◆ **Short problem 1**: Output the passage about raising meat chickens word for word, starting with "Here's the break" and going on through "the green house.".

--- START OF Text excerpt ---

Here's the break down of how many we did at a time. We did 20 twice, then 15, then 10. And finally, Thursday of this past week, we did 23 and yesterday which was Friday we did the last 6 for a grand total of 94. Remember we had done a couple way back in November but they were too small, plus a number of big ones from the previous batch. In all we had over 100 chickens in the green house.

The 29 chickens we processed this past week were obviously the biggest of this last batch. We had a couple weigh out at over 6 lbs. which isn't really all that big compared to what we've had in the past. When we first started raising meat chickens for ourselves over ten years ago we many times let them get twice that big. We all remember the chickens in our oven that looked just like turkeys!

But, that's how we operate. Years ago I used to have a T-shirt that said "Destination Procrastination". I don't remember now were I got it but, procrastinating has been kind of a trend for us all our married lives. Well I guess speaking for myself it has been kind of a life long trend. However, I will say this in our defense. As Kelli and I are now middle aged I would say that we don't procrastinate like we used to. Now there is just so much we want to do and have to do that we simply get behind on things. The squeakiest wheel is the one that gets greased. You know?

--- END OF Text excerpt ---

◆ **Short problem 2**: From the rows below, pull out every line that contains the string "lamp" and copy each one unchanged.

--- START OF Entries provided ---

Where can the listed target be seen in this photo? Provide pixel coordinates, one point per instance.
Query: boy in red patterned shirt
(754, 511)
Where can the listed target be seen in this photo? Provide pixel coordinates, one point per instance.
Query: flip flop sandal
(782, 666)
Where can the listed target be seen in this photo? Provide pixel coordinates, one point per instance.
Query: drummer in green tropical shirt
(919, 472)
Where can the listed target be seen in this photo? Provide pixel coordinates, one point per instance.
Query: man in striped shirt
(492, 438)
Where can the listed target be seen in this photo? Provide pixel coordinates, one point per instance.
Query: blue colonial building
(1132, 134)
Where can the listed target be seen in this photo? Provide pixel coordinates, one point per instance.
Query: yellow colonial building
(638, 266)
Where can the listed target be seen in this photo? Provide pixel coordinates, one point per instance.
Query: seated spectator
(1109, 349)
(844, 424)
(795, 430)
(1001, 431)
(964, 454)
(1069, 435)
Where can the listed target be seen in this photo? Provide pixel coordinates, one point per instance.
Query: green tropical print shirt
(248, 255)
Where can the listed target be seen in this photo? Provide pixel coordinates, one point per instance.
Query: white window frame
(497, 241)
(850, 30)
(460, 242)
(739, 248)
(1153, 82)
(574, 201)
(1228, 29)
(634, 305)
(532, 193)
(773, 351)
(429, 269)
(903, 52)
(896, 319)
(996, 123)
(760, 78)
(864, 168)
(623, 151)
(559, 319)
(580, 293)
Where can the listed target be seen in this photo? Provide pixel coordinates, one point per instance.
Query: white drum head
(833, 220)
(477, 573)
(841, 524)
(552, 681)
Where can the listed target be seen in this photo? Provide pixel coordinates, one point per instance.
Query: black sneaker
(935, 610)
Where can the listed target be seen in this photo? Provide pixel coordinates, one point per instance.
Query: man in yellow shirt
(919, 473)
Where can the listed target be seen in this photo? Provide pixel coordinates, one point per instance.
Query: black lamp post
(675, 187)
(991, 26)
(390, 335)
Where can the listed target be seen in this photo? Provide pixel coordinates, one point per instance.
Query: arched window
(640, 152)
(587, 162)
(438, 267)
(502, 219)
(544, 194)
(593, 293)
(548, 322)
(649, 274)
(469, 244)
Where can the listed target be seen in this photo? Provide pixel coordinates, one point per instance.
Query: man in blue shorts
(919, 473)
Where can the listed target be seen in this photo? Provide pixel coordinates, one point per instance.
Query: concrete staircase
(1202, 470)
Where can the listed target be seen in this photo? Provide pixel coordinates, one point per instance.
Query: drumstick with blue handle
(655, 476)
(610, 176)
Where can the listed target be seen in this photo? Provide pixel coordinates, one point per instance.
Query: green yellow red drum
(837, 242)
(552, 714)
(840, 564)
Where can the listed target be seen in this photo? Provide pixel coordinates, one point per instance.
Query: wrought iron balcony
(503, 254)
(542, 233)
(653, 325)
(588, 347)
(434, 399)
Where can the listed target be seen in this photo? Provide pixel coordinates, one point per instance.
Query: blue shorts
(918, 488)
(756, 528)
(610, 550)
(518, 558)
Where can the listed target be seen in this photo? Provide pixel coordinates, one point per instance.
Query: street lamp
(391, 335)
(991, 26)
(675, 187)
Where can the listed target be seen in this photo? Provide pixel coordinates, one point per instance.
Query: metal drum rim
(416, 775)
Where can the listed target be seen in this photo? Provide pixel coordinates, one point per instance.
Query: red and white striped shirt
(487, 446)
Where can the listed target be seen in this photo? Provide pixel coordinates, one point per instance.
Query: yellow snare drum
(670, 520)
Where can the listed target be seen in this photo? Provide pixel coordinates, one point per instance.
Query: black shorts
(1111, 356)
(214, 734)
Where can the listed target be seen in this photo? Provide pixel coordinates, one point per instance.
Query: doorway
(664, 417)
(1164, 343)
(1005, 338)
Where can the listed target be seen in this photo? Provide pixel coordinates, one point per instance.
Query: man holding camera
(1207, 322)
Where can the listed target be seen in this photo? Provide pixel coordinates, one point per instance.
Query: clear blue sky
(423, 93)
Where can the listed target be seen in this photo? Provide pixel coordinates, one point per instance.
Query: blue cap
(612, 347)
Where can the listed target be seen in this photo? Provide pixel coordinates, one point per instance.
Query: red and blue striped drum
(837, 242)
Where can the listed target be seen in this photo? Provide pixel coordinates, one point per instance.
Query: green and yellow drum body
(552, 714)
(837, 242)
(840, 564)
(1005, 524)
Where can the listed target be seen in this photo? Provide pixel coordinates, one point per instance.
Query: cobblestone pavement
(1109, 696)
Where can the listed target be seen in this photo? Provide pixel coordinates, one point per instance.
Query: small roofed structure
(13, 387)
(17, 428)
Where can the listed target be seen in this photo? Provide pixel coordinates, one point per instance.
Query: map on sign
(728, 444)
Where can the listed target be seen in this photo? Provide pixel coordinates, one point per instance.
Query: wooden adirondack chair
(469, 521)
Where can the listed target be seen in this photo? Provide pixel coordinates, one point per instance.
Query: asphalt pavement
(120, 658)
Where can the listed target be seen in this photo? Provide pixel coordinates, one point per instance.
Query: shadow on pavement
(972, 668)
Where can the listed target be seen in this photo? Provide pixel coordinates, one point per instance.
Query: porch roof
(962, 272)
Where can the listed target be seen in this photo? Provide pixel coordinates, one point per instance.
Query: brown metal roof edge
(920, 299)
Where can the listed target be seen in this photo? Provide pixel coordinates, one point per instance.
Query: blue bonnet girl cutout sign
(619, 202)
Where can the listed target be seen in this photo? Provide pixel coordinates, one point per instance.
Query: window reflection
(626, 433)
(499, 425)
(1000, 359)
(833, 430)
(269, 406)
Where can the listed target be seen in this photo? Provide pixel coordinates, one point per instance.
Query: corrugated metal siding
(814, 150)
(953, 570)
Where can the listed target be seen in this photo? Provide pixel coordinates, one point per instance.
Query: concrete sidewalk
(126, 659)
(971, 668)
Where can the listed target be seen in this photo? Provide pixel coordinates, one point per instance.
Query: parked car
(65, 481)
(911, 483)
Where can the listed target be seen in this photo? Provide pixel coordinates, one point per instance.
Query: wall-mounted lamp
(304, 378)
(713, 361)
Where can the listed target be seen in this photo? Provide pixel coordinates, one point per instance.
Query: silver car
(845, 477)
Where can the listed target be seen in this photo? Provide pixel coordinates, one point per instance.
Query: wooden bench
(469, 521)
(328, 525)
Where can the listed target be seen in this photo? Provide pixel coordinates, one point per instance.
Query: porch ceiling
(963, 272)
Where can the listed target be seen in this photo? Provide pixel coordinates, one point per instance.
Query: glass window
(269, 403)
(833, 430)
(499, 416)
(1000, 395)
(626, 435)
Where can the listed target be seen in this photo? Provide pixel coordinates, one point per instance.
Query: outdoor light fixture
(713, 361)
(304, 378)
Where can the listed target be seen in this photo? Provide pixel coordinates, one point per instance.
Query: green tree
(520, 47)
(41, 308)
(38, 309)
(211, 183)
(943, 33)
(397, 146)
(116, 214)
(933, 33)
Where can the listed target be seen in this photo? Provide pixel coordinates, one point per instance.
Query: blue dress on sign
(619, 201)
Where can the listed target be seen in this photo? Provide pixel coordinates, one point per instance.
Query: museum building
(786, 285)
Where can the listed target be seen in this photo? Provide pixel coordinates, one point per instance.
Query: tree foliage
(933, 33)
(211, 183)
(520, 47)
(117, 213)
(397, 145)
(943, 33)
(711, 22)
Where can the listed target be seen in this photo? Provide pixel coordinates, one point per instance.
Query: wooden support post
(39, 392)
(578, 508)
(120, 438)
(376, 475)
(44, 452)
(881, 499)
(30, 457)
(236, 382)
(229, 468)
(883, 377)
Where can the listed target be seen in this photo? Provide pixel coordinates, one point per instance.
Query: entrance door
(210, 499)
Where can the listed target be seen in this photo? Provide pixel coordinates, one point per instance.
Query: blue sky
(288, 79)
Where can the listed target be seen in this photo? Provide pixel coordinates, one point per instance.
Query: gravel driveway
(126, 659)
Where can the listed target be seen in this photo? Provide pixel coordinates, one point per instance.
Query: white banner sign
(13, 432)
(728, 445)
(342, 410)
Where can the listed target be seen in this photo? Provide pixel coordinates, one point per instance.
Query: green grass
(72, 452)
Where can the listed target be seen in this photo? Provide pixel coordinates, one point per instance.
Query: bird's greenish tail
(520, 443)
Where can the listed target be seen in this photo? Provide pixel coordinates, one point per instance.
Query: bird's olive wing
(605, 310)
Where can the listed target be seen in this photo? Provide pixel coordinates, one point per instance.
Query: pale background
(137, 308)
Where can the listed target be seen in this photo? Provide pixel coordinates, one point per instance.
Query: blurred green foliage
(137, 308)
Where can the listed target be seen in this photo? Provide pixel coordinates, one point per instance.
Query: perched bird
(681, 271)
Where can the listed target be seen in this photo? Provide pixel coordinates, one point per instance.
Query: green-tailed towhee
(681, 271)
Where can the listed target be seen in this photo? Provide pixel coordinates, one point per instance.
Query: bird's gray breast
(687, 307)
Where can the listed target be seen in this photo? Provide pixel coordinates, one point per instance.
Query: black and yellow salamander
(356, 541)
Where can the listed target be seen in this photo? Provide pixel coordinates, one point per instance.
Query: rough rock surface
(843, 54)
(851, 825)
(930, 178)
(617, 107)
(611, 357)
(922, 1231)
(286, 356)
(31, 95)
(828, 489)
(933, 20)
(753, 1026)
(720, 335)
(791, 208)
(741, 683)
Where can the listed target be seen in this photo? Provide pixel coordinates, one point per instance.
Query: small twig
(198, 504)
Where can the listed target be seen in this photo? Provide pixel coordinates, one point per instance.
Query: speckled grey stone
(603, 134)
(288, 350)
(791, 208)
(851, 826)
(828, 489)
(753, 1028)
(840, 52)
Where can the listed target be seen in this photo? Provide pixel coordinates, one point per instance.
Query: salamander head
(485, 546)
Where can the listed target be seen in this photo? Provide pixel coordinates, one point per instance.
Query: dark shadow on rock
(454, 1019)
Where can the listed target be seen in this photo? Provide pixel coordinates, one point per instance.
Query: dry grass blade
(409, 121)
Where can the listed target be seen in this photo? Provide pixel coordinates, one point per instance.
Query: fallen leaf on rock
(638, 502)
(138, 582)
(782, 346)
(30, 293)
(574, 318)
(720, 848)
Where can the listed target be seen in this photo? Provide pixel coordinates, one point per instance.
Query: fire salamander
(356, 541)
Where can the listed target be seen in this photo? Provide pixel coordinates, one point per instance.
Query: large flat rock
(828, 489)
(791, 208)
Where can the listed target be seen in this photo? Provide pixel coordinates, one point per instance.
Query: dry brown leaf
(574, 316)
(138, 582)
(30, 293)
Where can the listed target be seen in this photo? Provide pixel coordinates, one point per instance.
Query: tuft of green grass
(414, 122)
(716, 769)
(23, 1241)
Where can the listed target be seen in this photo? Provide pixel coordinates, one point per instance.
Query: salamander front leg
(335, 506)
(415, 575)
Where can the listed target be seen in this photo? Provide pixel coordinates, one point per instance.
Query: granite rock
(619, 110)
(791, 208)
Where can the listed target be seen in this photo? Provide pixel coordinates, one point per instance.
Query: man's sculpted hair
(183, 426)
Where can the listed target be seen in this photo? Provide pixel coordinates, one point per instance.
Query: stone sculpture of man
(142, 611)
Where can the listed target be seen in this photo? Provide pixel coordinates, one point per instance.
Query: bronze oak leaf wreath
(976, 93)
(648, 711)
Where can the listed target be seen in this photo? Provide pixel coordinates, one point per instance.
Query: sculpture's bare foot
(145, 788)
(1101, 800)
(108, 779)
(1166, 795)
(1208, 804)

--- END OF Entries provided ---

◆ **Exercise response 1**:
Here's the break down of how many we did at a time. We did 20 twice, then 15, then 10. And finally, Thursday of this past week, we did 23 and yesterday which was Friday we did the last 6 for a grand total of 94. Remember we had done a couple way back in November but they were too small, plus a number of big ones from the previous batch. In all we had over 100 chickens in the green house.

◆ **Exercise response 2**:
Query: black lamp post
Query: street lamp
Query: wall-mounted lamp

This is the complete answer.